══ RECORDS FOR THIS TASK ══
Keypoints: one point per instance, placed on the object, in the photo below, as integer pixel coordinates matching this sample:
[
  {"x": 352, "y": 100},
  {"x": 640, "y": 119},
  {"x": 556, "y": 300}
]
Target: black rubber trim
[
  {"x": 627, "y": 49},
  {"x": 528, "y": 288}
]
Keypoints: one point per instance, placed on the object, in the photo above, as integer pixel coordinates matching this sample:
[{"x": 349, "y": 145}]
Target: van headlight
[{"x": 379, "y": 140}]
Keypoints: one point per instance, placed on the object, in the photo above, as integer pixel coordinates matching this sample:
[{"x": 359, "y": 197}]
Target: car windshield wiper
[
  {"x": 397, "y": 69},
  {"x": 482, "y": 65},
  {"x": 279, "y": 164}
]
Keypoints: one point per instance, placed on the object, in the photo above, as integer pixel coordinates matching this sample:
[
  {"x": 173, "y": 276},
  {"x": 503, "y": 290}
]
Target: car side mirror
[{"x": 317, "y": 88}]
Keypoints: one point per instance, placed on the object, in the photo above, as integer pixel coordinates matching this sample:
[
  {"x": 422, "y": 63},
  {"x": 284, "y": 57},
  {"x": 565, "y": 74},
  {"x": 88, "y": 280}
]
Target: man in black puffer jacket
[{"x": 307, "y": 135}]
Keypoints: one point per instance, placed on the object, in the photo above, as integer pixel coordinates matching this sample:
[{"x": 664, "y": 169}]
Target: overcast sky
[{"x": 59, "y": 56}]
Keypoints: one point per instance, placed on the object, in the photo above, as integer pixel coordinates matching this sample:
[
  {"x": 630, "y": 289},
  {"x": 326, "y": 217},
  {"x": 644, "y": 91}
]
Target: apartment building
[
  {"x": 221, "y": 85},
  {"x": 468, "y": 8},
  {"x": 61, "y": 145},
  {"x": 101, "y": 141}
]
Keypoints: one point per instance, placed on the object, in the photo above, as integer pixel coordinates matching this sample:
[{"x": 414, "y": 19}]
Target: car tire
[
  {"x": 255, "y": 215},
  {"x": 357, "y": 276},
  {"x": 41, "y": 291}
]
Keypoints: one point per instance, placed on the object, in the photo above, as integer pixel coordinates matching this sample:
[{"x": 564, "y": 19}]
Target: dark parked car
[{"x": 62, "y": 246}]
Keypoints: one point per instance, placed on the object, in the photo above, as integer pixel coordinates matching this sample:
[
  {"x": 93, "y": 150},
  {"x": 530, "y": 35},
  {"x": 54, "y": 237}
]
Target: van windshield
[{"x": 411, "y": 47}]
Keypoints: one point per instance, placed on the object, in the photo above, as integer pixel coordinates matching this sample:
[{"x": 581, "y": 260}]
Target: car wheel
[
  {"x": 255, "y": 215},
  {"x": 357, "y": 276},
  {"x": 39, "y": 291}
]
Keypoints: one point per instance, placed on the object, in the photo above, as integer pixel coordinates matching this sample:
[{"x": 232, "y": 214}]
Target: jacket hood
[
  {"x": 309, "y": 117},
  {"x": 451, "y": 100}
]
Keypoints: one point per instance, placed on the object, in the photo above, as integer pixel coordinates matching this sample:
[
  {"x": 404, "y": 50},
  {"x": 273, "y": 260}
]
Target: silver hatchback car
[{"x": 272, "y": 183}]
═══
* _PROBLEM_: Extract each entry in full, exactly as given.

* _FINAL RESULT_:
Keypoints: one point per instance, placed on the object, in the photo below, as integer pixel coordinates matching this sample:
[
  {"x": 352, "y": 100},
  {"x": 640, "y": 119},
  {"x": 556, "y": 300}
]
Target: black rubber trim
[
  {"x": 627, "y": 49},
  {"x": 528, "y": 288}
]
Keypoints: one point per instance, placed on the object, in the photo above, as integer pixel coordinates matching this sample:
[{"x": 349, "y": 145}]
Target: van headlight
[{"x": 379, "y": 140}]
Keypoints: one point per instance, placed on the object, in the photo above, as integer pixel coordinates matching this sample:
[{"x": 359, "y": 197}]
Target: car windshield wiper
[
  {"x": 397, "y": 69},
  {"x": 482, "y": 65},
  {"x": 279, "y": 164}
]
Keypoints: one point per instance, placed on the object, in the photo above, as integer pixel coordinates matching this sample:
[
  {"x": 173, "y": 276},
  {"x": 503, "y": 290}
]
Target: car side mirror
[{"x": 317, "y": 88}]
Keypoints: one point per instance, placed on the object, in the photo above, as integer pixel coordinates matching this sample:
[
  {"x": 422, "y": 63},
  {"x": 284, "y": 57},
  {"x": 565, "y": 74},
  {"x": 88, "y": 280}
]
Target: man in black puffer jacket
[{"x": 307, "y": 135}]
Keypoints: one point per instance, placed on the object, in the photo above, as integer pixel coordinates matching this sample:
[{"x": 664, "y": 169}]
Target: overcast sky
[{"x": 59, "y": 56}]
Keypoints: one point per instance, placed on the object, in the photo above, as integer pixel coordinates matching this sample:
[
  {"x": 630, "y": 289},
  {"x": 326, "y": 217},
  {"x": 644, "y": 91}
]
Target: apartment building
[
  {"x": 221, "y": 85},
  {"x": 468, "y": 8},
  {"x": 61, "y": 145},
  {"x": 101, "y": 141}
]
Keypoints: one point per instance, placed on the object, in the photo above, as integer pixel coordinates matching this sample:
[{"x": 414, "y": 19}]
Target: car tire
[
  {"x": 255, "y": 215},
  {"x": 357, "y": 276},
  {"x": 41, "y": 291}
]
Keypoints: one point per instance, placed on the object, in the photo above, as integer pixel coordinates matching this sample:
[{"x": 564, "y": 19}]
Target: dark parked car
[{"x": 62, "y": 246}]
Keypoints: one point per instance, placed on the object, in the photo above, as integer pixel coordinates matching this sample:
[
  {"x": 93, "y": 150},
  {"x": 530, "y": 35},
  {"x": 54, "y": 237}
]
Target: van windshield
[{"x": 411, "y": 47}]
Keypoints: one point per instance, placed on the object, in the photo above, as integer pixel coordinates matching this sample:
[{"x": 581, "y": 260}]
Target: car wheel
[
  {"x": 255, "y": 215},
  {"x": 357, "y": 276},
  {"x": 39, "y": 291}
]
Keypoints: one point per instance, placed on the object, in the photo above, as integer pixel coordinates matching this sample:
[{"x": 232, "y": 214}]
Target: jacket hood
[
  {"x": 309, "y": 117},
  {"x": 451, "y": 100}
]
Keypoints: one point per instance, placed on the object, in the photo above, as integer pixel coordinates matching this sample:
[
  {"x": 404, "y": 50},
  {"x": 273, "y": 260}
]
Target: silver hatchback car
[{"x": 272, "y": 183}]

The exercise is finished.